RECORDS TO USE ->
##############################
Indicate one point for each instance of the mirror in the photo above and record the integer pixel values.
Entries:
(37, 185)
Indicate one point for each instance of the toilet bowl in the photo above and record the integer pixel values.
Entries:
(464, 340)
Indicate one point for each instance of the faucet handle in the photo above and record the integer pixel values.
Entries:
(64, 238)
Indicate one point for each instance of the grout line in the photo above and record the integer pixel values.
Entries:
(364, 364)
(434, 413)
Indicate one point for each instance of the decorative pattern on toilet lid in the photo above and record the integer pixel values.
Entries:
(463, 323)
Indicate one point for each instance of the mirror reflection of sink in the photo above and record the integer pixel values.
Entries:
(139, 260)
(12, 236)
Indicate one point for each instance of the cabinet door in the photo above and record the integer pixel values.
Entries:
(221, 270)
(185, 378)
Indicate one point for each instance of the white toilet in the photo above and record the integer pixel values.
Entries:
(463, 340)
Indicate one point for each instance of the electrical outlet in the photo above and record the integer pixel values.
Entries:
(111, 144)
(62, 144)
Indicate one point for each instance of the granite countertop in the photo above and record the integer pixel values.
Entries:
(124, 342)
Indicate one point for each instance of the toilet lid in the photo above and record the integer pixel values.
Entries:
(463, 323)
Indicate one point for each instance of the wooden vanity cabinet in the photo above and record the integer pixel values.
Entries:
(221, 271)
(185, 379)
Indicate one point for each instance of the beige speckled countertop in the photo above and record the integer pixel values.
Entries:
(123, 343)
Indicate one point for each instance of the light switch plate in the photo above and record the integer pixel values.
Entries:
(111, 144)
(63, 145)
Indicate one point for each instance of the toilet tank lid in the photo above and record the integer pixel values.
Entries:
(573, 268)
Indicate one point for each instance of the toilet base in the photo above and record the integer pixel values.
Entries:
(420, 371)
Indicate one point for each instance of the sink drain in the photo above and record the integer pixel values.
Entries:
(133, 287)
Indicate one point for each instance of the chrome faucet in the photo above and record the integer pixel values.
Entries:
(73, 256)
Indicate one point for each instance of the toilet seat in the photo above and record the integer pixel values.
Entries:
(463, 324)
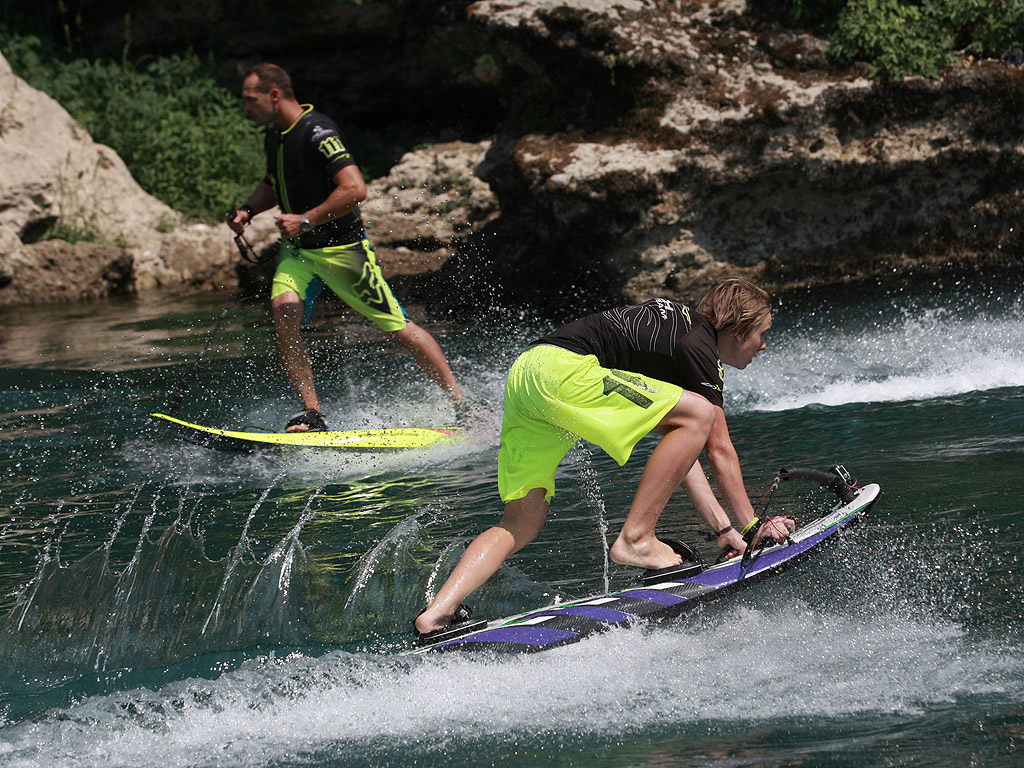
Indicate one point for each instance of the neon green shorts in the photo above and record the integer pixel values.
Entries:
(350, 270)
(553, 397)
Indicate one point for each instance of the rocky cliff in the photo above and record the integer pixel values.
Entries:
(644, 147)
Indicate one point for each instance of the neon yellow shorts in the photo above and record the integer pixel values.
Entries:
(350, 270)
(553, 397)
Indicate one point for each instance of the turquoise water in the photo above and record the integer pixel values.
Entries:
(166, 605)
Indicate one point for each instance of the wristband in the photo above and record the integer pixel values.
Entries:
(750, 526)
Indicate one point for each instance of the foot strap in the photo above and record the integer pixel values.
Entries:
(691, 565)
(309, 418)
(462, 624)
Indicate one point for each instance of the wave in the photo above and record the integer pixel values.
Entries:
(430, 710)
(883, 355)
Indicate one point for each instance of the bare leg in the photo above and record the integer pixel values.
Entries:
(429, 356)
(687, 427)
(288, 309)
(521, 522)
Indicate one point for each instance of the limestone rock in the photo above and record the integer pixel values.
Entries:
(55, 174)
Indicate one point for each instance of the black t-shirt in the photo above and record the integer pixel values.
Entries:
(659, 338)
(301, 163)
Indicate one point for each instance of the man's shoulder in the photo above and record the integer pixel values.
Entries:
(323, 133)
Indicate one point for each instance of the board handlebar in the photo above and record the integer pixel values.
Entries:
(838, 480)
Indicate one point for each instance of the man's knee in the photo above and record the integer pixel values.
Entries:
(691, 411)
(287, 311)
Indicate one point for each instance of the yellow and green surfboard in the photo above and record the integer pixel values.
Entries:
(397, 438)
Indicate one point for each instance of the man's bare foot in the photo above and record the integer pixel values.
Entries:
(648, 553)
(306, 420)
(429, 621)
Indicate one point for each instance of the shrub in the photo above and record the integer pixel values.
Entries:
(182, 136)
(899, 38)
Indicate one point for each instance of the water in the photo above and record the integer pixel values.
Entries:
(165, 605)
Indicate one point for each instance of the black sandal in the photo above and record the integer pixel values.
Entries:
(462, 624)
(309, 418)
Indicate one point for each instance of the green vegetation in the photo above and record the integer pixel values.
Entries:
(181, 135)
(900, 38)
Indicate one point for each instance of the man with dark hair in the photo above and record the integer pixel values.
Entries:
(610, 378)
(313, 178)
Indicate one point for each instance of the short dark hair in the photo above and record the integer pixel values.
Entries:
(270, 76)
(735, 305)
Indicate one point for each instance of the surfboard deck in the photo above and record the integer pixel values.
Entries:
(398, 438)
(569, 623)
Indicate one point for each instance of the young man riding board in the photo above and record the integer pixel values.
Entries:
(610, 378)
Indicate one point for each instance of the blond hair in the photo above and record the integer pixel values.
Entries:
(735, 305)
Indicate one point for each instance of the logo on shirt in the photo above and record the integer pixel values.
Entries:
(721, 378)
(666, 307)
(332, 147)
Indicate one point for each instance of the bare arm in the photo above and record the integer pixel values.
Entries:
(698, 489)
(729, 478)
(261, 200)
(725, 468)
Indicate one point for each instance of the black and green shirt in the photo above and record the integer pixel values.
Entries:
##############################
EXERCISE DIRECTIONS ->
Reproduce every record above exactly, but leave out the pictures.

ANSWER SPACE ->
Indicate one point for each instance of the mirror in the photo above and record the integer pixel values.
Entries:
(37, 185)
Indicate one point for each instance of the toilet bowl in the photo above and record the integer pixel values.
Entries:
(464, 340)
Indicate one point for each instance of the faucet handle in the photo above and record the integer pixel values.
Entries:
(64, 238)
Indicate one point for each instance of the grout line in the photo above and record the integer pixel values.
Entries:
(364, 364)
(434, 413)
Indicate one point for each instance of the decorative pattern on toilet lid in the photo above and record the integer pixel values.
Entries:
(463, 323)
Indicate one point for each instance of the mirror reflection of sink in the photo above and record the integer pixel values.
Entries:
(139, 260)
(12, 236)
Indicate one point for each instance of the cabinet door in the photo above and record the integer pixel values.
Entries:
(221, 270)
(185, 378)
Indicate one point for each instance of the white toilet in the photo above and record the integer pixel values.
Entries:
(463, 340)
Indicate one point for each instance of the electrical outlet in the photo above and record the integer pixel values.
Entries:
(111, 144)
(62, 144)
Indicate one point for each instance of the granite countertop in the photo above and record the integer pixel values.
Entries:
(124, 342)
Indicate one point for each instance of the toilet lid in the photo above and record the integer pixel values.
Entries:
(463, 323)
Indicate one point for each instance of the wooden vanity cabinet in the photo above and record the integer pixel values.
Entries:
(221, 271)
(185, 379)
Indicate one point for each instance of the beige speckled countertop in the photo above and record the integer pixel values.
Entries:
(123, 343)
Indicate one point for each instance of the light switch plate in the photo above and record the integer pixel values.
Entries:
(111, 144)
(63, 145)
Indicate one point for each instance of the toilet tank lid in the photo above and record the integer pixel values.
Entries:
(573, 268)
Indicate one point for each instance of the toilet base in the photo above and record the integer pixel values.
Entries:
(420, 371)
Indicate one point for each instance of the sink drain in the photo above and record the integer pixel values.
Entries:
(133, 287)
Indicate one point for each instance of the chrome faucet in the photo above and record the integer pixel values.
Entries:
(73, 256)
Indicate one point for each instance of the toilet seat in the photo above and record the integer pixel values.
Entries:
(463, 324)
Indicate one point for each instance of the neon green shorts in the photo above and record the integer pixel values.
Entries:
(350, 270)
(553, 397)
Indicate one point for each instance of the rocky cliff in the photo above and record the integer pixel values.
Entries:
(644, 147)
Indicate one point for each instance of the neon yellow shorts in the photo above and record the integer pixel values.
Entries:
(350, 270)
(553, 397)
Indicate one point for each instance of the turquoise water in the photo above and record the integer pixel values.
Entries:
(166, 605)
Indicate one point for each instance of the wristband in the photo above and record the integer pixel values.
Entries:
(750, 526)
Indicate one point for each instance of the foot strap in the photo above and record the integer pixel values.
Entries:
(691, 565)
(309, 418)
(462, 624)
Indicate one point for each instance of the wave in the photo above and record the integer pixel values.
Entries:
(430, 710)
(883, 355)
Indicate one point for each instance of the bare leg in the photo above and record the integer pixel values.
Entries:
(429, 356)
(687, 427)
(288, 309)
(521, 522)
Indicate one point for each instance of the limestone rock in the photo above and record the integer pixel values.
Entries:
(55, 174)
Indicate one point for each instance of the black t-shirt in the photo above and record the integer pixel values.
Entries:
(659, 338)
(301, 163)
Indicate one point for each instance of the man's shoulder in the photo above and record the integer pixel values.
Entries:
(323, 133)
Indicate one point for each instance of the board handlebar in the photo above and record the integer pixel values.
Entries:
(838, 480)
Indicate one point for each instance of the man's knee in the photo above and record the integer pixel values.
Entries:
(691, 411)
(287, 311)
Indicate one point for each instance of the yellow and green surfboard in the photo above and record the integer pixel values.
Entries:
(397, 438)
Indicate one point for each instance of the man's bare foot in the photo above and record the integer pixel values.
Entries:
(648, 553)
(306, 420)
(429, 621)
Indicate one point for each instance of the shrub in the photo above and record the integer pixel values.
Entries:
(182, 136)
(899, 38)
Indicate one point for each instance of the water in the photo above and record the integer pixel values.
Entries:
(165, 605)
Indicate one point for each instance of the black sandal in the photo above and record the integer pixel values.
Entries:
(462, 624)
(309, 418)
Indicate one point for each instance of the green vegetation in the photo above and record the integer pixel values.
Entries:
(181, 135)
(900, 38)
Indicate one point for each instance of the man with dark hair in the photo above and record the integer pixel values.
Entries:
(610, 378)
(313, 178)
Indicate one point for each instance of the short dark hair in the photo above and record the integer pixel values.
Entries:
(270, 76)
(735, 305)
Indicate one point for each instance of the surfboard deck in the photo above and record the integer pixel values.
Entries:
(398, 438)
(569, 623)
Indicate one point for each instance of the young man riding board in the photo above and record the integer pixel values.
Entries:
(610, 378)
Indicate one point for each instance of the blond hair in the photo above and record the integer pixel values.
Entries:
(735, 305)
Indicate one point for each instance of the logo on shirt in the photo above and record the integer pixel values.
Entries:
(721, 378)
(666, 307)
(332, 147)
Indicate one point for each instance of the bare arm in the photo above and record the integer pixel values.
Entries:
(698, 489)
(729, 478)
(261, 200)
(725, 468)
Indicate one point for each instance of the black and green shirt in the photo above and record the integer pixel values.
Entries:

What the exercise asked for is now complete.